[Dataset]
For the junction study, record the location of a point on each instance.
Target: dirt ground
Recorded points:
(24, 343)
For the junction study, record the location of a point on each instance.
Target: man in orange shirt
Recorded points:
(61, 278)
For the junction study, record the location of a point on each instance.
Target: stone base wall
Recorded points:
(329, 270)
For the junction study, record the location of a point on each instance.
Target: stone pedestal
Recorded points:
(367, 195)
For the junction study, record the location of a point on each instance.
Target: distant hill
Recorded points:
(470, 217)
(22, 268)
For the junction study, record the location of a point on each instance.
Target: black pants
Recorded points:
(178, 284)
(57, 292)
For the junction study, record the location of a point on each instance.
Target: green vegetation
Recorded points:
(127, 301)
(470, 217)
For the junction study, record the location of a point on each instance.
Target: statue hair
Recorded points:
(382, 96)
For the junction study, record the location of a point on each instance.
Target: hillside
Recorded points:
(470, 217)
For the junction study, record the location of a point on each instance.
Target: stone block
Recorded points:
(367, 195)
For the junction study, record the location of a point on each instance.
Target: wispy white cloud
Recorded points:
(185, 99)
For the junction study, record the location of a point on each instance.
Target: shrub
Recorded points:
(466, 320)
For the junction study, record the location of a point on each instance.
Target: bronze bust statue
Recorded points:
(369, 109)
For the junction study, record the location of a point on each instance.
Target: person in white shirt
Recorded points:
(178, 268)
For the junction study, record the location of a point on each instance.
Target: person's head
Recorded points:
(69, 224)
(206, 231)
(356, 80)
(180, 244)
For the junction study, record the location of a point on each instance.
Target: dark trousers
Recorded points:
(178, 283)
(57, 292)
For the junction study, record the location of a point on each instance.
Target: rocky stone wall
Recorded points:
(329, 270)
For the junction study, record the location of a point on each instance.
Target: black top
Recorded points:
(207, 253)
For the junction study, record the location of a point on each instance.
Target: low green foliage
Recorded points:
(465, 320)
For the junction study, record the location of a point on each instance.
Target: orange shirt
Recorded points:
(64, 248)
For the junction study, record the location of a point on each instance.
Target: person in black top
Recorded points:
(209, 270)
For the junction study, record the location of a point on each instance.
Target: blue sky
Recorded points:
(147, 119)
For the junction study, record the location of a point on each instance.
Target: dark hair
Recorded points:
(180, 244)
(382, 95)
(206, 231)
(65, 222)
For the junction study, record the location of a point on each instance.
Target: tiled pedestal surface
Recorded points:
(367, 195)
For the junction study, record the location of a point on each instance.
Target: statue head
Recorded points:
[/Dataset]
Exercise prompt
Copy out all of the records verbatim.

Answer for this exercise
For the junction study, record the location of a point on each instance.
Target: dirt ground
Recorded points:
(24, 343)
For the junction study, record the location of a point on each instance.
Target: man in orange shirt
Recorded points:
(61, 278)
For the junction study, record the location of a point on each instance.
Target: stone base wall
Recorded points:
(329, 270)
For the junction study, record the location of a point on each instance.
Target: stone pedestal
Recorded points:
(367, 195)
For the junction study, record the location of a point on each instance.
Target: distant hill
Recorded points:
(470, 217)
(22, 268)
For the junction study, record the location of a point on each instance.
Target: black pants
Recorded points:
(178, 284)
(57, 292)
For the junction study, record the location of a point on each instance.
Target: green vegetation
Recorded points:
(127, 301)
(470, 217)
For the junction study, record the location of a point on each instance.
Target: statue hair
Recorded points:
(382, 96)
For the junction study, record the location of a point on each instance.
Target: hillside
Recorded points:
(470, 217)
For the junction study, record the location of a point on each instance.
Target: stone block
Recorded points:
(367, 195)
For the junction study, record the location of a point on each instance.
Target: wispy white cloud
Recorded points:
(185, 99)
For the junction study, record the location of a point on each instance.
Target: shrub
Recorded points:
(466, 320)
For the junction study, record the location of a point on each instance.
Target: bronze bust statue
Recorded points:
(369, 109)
For the junction study, record the location of a point on each instance.
Target: person in white shirt
Recorded points:
(178, 268)
For the junction study, record the location of a point on each instance.
Target: person's head
Recorded points:
(69, 224)
(206, 231)
(356, 80)
(180, 244)
For the junction study, record the location of a point on each instance.
Target: dark trousers
Recorded points:
(178, 283)
(57, 292)
For the junction study, record the location of a point on each instance.
Target: rocky stone wall
Recorded points:
(329, 270)
For the junction study, record the location of a point on each instance.
Target: black top
Recorded points:
(207, 253)
For the junction study, record the location of a point on each instance.
Target: low green foliage
Recorded points:
(465, 320)
For the junction study, record the location of a point on each instance.
Target: orange shirt
Recorded points:
(64, 248)
For the junction study, record the location of a point on each instance.
Target: person in black top
Recorded points:
(209, 270)
For the junction study, record the location of a point on each instance.
Target: blue sky
Recorded points:
(147, 119)
For the junction study, record the location of a point on each instance.
Target: dark hair
Recorded points:
(180, 244)
(382, 95)
(206, 231)
(65, 222)
For the junction study, record the location of a point on each instance.
Target: tiled pedestal surface
Recorded points:
(367, 195)
For the junction study, record the location of a point on each instance.
Target: statue head
Recorded points:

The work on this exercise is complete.